§ **PROBLEM**:
Will you transcribe the entries that follow, exactly and in full?

# START OF ENTRIES

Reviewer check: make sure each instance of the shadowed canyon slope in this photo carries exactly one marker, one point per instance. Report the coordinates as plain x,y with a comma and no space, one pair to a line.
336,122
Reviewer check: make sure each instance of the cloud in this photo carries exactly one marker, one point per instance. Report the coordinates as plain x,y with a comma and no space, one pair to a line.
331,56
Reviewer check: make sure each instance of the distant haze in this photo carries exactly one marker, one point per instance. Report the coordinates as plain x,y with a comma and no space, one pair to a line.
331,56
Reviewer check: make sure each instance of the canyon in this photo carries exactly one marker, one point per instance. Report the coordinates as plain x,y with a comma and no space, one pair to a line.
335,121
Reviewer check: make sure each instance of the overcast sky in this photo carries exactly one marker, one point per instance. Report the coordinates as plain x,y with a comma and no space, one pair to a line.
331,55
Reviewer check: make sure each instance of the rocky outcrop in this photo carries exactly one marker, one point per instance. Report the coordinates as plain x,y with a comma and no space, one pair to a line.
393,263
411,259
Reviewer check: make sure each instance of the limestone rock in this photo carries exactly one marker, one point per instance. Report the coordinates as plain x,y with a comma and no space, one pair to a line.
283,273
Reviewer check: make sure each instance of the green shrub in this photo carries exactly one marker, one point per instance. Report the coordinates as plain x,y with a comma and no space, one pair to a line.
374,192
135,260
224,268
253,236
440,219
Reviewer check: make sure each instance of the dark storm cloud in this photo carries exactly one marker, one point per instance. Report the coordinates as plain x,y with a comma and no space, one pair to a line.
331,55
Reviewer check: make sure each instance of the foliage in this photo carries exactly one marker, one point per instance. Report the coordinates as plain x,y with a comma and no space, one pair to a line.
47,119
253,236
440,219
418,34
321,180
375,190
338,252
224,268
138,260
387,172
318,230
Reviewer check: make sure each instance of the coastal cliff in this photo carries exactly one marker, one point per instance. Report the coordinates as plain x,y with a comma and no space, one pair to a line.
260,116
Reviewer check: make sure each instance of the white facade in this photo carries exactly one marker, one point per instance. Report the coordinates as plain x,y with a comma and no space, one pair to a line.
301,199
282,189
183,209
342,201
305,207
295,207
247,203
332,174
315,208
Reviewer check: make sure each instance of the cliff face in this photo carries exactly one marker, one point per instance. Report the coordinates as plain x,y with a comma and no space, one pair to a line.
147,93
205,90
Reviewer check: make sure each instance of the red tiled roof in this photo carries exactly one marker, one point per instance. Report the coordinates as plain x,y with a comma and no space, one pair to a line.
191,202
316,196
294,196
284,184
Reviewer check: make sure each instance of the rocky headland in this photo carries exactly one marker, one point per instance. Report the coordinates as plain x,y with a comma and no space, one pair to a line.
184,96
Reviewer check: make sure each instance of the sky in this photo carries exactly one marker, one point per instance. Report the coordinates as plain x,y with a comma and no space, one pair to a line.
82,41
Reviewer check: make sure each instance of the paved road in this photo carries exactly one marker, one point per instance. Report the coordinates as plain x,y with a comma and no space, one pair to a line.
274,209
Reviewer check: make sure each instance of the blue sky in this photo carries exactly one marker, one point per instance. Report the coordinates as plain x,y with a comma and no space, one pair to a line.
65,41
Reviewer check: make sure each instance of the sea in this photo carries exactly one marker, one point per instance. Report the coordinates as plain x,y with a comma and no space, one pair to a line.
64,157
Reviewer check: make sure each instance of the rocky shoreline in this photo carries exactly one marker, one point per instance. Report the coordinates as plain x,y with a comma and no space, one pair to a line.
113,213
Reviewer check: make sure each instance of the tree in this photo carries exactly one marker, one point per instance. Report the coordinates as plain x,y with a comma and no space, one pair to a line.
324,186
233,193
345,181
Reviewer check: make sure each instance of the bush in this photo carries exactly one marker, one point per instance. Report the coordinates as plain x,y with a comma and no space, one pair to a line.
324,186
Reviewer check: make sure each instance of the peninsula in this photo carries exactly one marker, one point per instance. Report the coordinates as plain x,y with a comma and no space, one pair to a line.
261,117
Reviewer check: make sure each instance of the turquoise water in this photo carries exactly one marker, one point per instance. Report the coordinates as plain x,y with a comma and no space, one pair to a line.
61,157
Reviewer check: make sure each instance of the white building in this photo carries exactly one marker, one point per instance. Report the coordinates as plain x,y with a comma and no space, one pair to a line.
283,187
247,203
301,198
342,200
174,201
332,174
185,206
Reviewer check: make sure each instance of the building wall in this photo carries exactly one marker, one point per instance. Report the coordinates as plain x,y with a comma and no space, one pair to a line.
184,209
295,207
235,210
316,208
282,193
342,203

# END OF ENTRIES

§ **EXPECTED OUTPUT**:
Reviewer check: make sure each instance of the shadowed canyon slope in this photo carries exactly one marker, one point per instance. Report the coordinates as plain x,y with a comma and no space, one pair to a line.
336,122
Reviewer check: make sure each instance of the cloud in this photo carries exactly one marker, one point per instance. Report the coordinates as plain x,y with a comma and no space, one pair to a line.
331,56
Reviewer check: make sure each instance of the distant haze in this photo carries exactly one marker, one point per instance. Report the coordinates as plain x,y with a comma and no space, one pair to a line.
331,56
Reviewer check: make sure each instance of the canyon in this photo carries exactly one marker, one point per instance. Report the coordinates as plain x,y with a comma and no space, one pair to a line.
335,121
Reviewer check: make sure each instance of the overcast sky in this photo carries exactly one marker, one point per instance. Report the coordinates as plain x,y with a comma and no space, one pair to a line.
331,55
Reviewer check: make sure each instance of the rocky outcrop in this photo carries exactly one marker, one point per instance. Report the coordinates as plain x,y with a comma and no space, one pair to a line.
393,263
411,259
Reviewer check: make sure each instance of the limestone rock in this photo carries exactly one marker, one point per instance. Report the coordinates as plain x,y with a comma and no space, one pair to a line.
283,273
Reviewer check: make sure each instance of the green shrub in this photo carries exactly one marker, one point per instance. Report the coordinates as plain x,y with a comma and no space, one pair to a line.
374,192
135,260
224,268
253,236
440,219
Reviewer check: make sure each instance of the dark storm cloud in this photo carries exactly one marker, one point per instance. Report the coordinates as plain x,y with a comma and no space, one pair to a line.
331,55
Reviewer check: make sure each instance of the foliage in this photo carries exactly one marker, one point per instance. Report the coordinates as plain x,y with a comma and no space, one pair to a line.
47,119
253,236
440,219
418,34
321,180
375,190
338,252
224,268
138,260
387,172
318,230
Reviewer check: make sure each instance of the coastal cliff in this photo carries exactly one marker, one point per instance. Report the coordinates as plain x,y with a comma and no space, one pair to a line.
260,116
Reviewer check: make sure each instance of the white facade in this photo carries exactly one marker, one point per instance. Report the coordinates as plain x,y with a comma and no space, one pair to a line.
301,199
282,189
183,209
342,201
305,207
295,207
247,203
332,174
315,208
Reviewer check: make sure each instance of the cliff face in this photo carries exactly one marker, one point per instance. Report the coordinates as plain x,y with a comma and no space, one pair to a line.
147,93
205,90
Reviewer check: make sure each instance of the red tiled roof in this photo carries exactly one marker, one point per instance. Report the coordinates as plain x,y with a comma and no space, one pair to a line.
191,202
316,196
294,196
284,184
Reviewer check: make sure each instance of the rocky headland in this photo carries exactly one marker, one point per instance. Report the coordinates as plain x,y with a comma and no space, one pair to a line.
184,96
Reviewer check: make sure each instance of the sky in this photo carries exactly one marker, one point per instance. Report the coordinates as plain x,y with a comma and no space, one pair to a line.
82,41
Reviewer check: make sure each instance of the paved road in this photo carries exactly one marker, one point per instance. Report the coordinates as plain x,y with a comma and no space, one pair to a line.
274,209
Reviewer check: make sure each instance of the blue sky in this photo carries exactly one marker, one point per instance. Report the coordinates as plain x,y with a comma and no space, one pair to a line.
65,41
Reviewer check: make sure each instance of the sea in this photo carries exactly one marker, one point per instance. Report the coordinates as plain x,y with a comma and no space, one pair to a line.
64,157
Reviewer check: make sure each instance of the rocky shoreline in this photo carries exactly one marker, one point per instance. Report the coordinates as plain x,y with a comma and no space, one pair to a line.
113,213
Reviewer check: make sure each instance of the tree in this photo carries exactly one marker, one point per instance. Report the coordinates as plain x,y with a comma and no space, one pair to a line.
324,186
233,193
345,181
Reviewer check: make sure each instance of the bush in this photo carries exactly one marker, one point per instance. Report the coordinates as plain x,y with a comma and no space, one pair to a line.
324,186
Reviewer check: make sure each instance of the peninsula in this photo carries exactly one marker, one point per instance. Report the coordinates as plain x,y with a comma and no space, one pair to a line.
261,117
Reviewer check: make sure each instance of the turquoise water in this photo carries exactly one marker, one point per instance. Report the coordinates as plain x,y with a comma and no space, one pair to a line.
61,157
Reviewer check: make sure each instance of the white building in this photo carries exactly one marker, one point per instance. Report the coordinates as plain x,y with a comma and no space, one pair to a line.
283,187
247,203
301,198
342,200
174,201
332,174
185,206
Reviewer check: make sure each instance of the building wall in this photo carries exactly one marker, one point per instance. Report the coordinates as plain x,y with a comma and no space, one pair to a line.
184,209
295,207
235,210
316,208
282,193
342,203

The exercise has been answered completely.